Vorliegender Text:

********************

Die Beklagte ist eine börsennotierte Europäische Aktiengesellschaft (Societas Europaea, kurz: „SE“) mit Sitz in Berlin. § 4 der Satzung bestimmte, dass die Hauptversammlung entweder am Sitz der Gesellschaft oder am Sitz einer deutschen Wertpapierbörse stattfindet. Die Hauptversammlung beschloss eine Neufassung des § 4.1.1 der Satzung dahingehend, dass die Hauptversammlung entweder am Sitz der Gesellschaft, dem Sitz einer Wertpapierbörse in der EU oder einer Großstadt in der EU mit mehr als 500.000 Einwohnern stattfindet. Der BGH hatte nunmehr über die Wirksamkeit dieses Satzungsänderungsbeschlusses zu entscheiden.

********************

Daten zur Punktverortung in Bildern:

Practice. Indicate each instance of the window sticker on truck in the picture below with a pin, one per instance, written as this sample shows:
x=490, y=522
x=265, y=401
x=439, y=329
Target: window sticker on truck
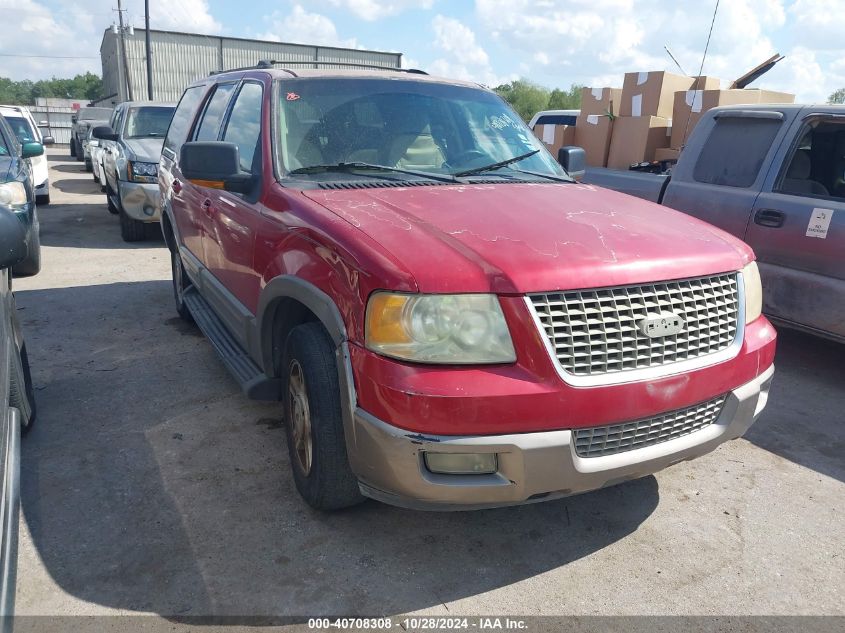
x=819, y=223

********************

Aufgabe 1: Schreiben Sie aus dem Text zur Satzungsänderung alles von „Die Beklagte ist“ bis hinunter zu „Satzungsänderungsbeschlusses zu entscheiden.“ wortgetreu ab.
Aufgabe 2: Wie viele Einwohner muss eine Großstadt in der EU nach der Neufassung von § 4.1.1 der Satzung haben, damit die Hauptversammlung dort stattfinden kann?
Aufgabe 3: Führen Sie den Text über die Satzungsänderung der SE im Anschluss an seinen letzten Satz weiter.
Die Datensätze sind eigenständiges Material und gehören nicht zum Text.

Ergebnis 1:
Die Beklagte ist eine börsennotierte Europäische Aktiengesellschaft (Societas Europaea, kurz: „SE“) mit Sitz in Berlin. § 4 der Satzung bestimmte, dass die Hauptversammlung entweder am Sitz der Gesellschaft oder am Sitz einer deutschen Wertpapierbörse stattfindet. Die Hauptversammlung beschloss eine Neufassung des § 4.1.1 der Satzung dahingehend, dass die Hauptversammlung entweder am Sitz der Gesellschaft, dem Sitz einer Wertpapierbörse in der EU oder einer Großstadt in der EU mit mehr als 500.000 Einwohnern stattfindet. Der BGH hatte nunmehr über die Wirksamkeit dieses Satzungsänderungsbeschlusses zu entscheiden.

Ergebnis 2: Mehr als 500.000 Einwohner.

Ergebnis 3:
Kriterien für die Formulierung einer zulässigen Satzungsbestimmung

Nach Ansicht des Senats könne die Satzung einen Hauptversammlungsort im Ausland bestimmen. Der BGH schränkt diesen Grundsatz allerdings dahingehend ein, dass die konkrete Ausgestaltung der Satzungsbestimmung dem einberufungsberechtigten Versammlungsleiter kein uneingeschränktes Ermessen hinsichtlich des zu bestimmenden Ortes der Hauptversammlung einräumen darf. Die jeweilige Satzungsbestimmung muss vielmehr gewährleisten, – und das Ermessen des Versammlungsleiters entsprechend einschränken – dass die vom Satzungssitz oder – bei börsennotierten Gesellschaften – von einem deutschen Börsensitz abweichende Bestimmung eines Versammlungsorts in der Satzung eine sachgerechte, am Teilnahmeinteresse der Aktionäre ausgerichtete Vorgabe enthält.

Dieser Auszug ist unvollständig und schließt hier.